Fee freeze ‘risks exacerbating’ shift away from UK undergraduates

Warning comes as data on English student numbers suggest institutions growing international master’s cohorts

March 2, 2022
Workman moves a road diversion sign Fee freeze ‘risks exacerbating’  shift away from UK undergraduates
Source: Alamy

A further freeze of the undergraduate fee cap is likely to “exacerbate” incentives that may already be leading English universities to shift recruitment away from UK bachelor’s degree students, observers have warned.

Data released by the Office for Students estimating student numbers at English universities this year suggest that several institutions have seen major increases in international master’s entrants.

According to an analysis of the Higher Education Students Early Statistics (Heses) survey data by Times Higher Education, numbers of non-UK full-time entrants on traditional one-year master’s courses are expected to double at about a dozen institutions, and to rise by more than 10 per cent at 30 other universities.

At the same time, the number of full-time UK undergraduate entrants is estimated to fall by more than 10 per cent at more than 20 universities this year, according to the survey data.

Heses data might not always completely reflect final enrolments – especially with the increase in distance learning resulting from the pandemic and different start times – and there is also evidence that some institutions have still recruited strongly among UK domestic undergraduates this year.

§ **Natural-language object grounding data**
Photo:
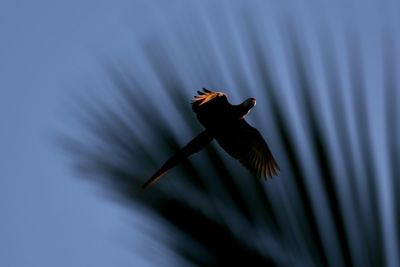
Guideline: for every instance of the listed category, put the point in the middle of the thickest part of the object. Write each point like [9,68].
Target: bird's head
[249,103]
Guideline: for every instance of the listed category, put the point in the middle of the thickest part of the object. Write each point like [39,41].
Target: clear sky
[54,52]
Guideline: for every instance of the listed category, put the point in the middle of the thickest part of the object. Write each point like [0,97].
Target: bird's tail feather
[194,146]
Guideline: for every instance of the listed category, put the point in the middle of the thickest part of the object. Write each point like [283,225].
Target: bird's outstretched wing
[214,100]
[194,146]
[245,143]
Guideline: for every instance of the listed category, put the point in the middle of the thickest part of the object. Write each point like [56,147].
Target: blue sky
[55,52]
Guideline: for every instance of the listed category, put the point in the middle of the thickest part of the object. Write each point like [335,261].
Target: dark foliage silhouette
[324,209]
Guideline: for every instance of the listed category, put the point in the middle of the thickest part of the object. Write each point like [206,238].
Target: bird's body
[225,123]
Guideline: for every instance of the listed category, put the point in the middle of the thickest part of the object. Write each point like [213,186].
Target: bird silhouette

§ **Activity**
Quote the passage of the article on the fee freeze and UK undergraduates from "March 2, 2022" up to and including "international master’s entrants.".

§ **Your solution**
March 2, 2022
Workman moves a road diversion sign Fee freeze ‘risks exacerbating’  shift away from UK undergraduates
Source: Alamy

A further freeze of the undergraduate fee cap is likely to “exacerbate” incentives that may already be leading English universities to shift recruitment away from UK bachelor’s degree students, observers have warned.

Data released by the Office for Students estimating student numbers at English universities this year suggest that several institutions have seen major increases in international master’s entrants.